Dataset items
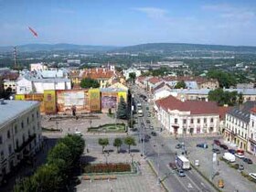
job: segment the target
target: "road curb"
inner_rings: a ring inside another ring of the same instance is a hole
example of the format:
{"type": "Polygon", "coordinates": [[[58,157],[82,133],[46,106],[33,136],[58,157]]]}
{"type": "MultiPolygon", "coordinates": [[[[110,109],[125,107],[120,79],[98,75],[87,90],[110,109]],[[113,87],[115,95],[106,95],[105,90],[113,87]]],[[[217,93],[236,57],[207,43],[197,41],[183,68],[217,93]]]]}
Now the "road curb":
{"type": "MultiPolygon", "coordinates": [[[[152,169],[152,171],[153,171],[153,172],[155,173],[155,175],[157,176],[157,173],[156,173],[155,169],[154,168],[154,165],[153,165],[153,164],[151,163],[151,161],[150,161],[150,160],[146,160],[146,162],[147,162],[147,164],[149,165],[149,166],[150,166],[150,168],[152,169]]],[[[162,185],[162,187],[165,188],[165,190],[166,192],[170,191],[170,190],[168,189],[168,187],[165,186],[165,182],[161,182],[161,185],[162,185]]]]}
{"type": "Polygon", "coordinates": [[[203,175],[199,169],[197,169],[193,164],[190,164],[190,165],[206,180],[208,182],[209,185],[211,185],[218,192],[222,192],[219,188],[218,188],[214,183],[212,183],[205,175],[203,175]]]}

Your objective
Reproduce every line of the listing above verbatim, omitting the pictures.

Exercise result
job: segment the target
target: "road curb"
inner_rings: a ring inside another ring of the same instance is a hole
example of the format:
{"type": "Polygon", "coordinates": [[[58,157],[82,133],[46,106],[33,136],[58,157]]]}
{"type": "MultiPolygon", "coordinates": [[[[110,109],[125,107],[120,79],[98,75],[87,90],[110,109]],[[113,87],[115,95],[106,95],[105,90],[113,87]]],[[[217,93],[236,57],[207,43],[197,41],[183,68],[217,93]]]]}
Now the "road curb":
{"type": "MultiPolygon", "coordinates": [[[[152,169],[152,171],[153,171],[153,172],[155,173],[155,175],[157,176],[157,173],[156,173],[155,169],[154,168],[154,165],[153,165],[153,164],[151,163],[151,161],[150,161],[150,160],[146,160],[146,162],[147,162],[147,164],[149,165],[149,166],[150,166],[150,168],[152,169]]],[[[162,185],[162,187],[165,188],[165,190],[166,192],[170,191],[170,190],[168,189],[168,187],[165,186],[165,182],[161,182],[161,185],[162,185]]]]}
{"type": "Polygon", "coordinates": [[[203,175],[199,169],[197,169],[193,164],[190,164],[190,165],[206,180],[208,182],[209,185],[211,185],[218,192],[222,192],[219,188],[218,188],[214,183],[212,183],[205,175],[203,175]]]}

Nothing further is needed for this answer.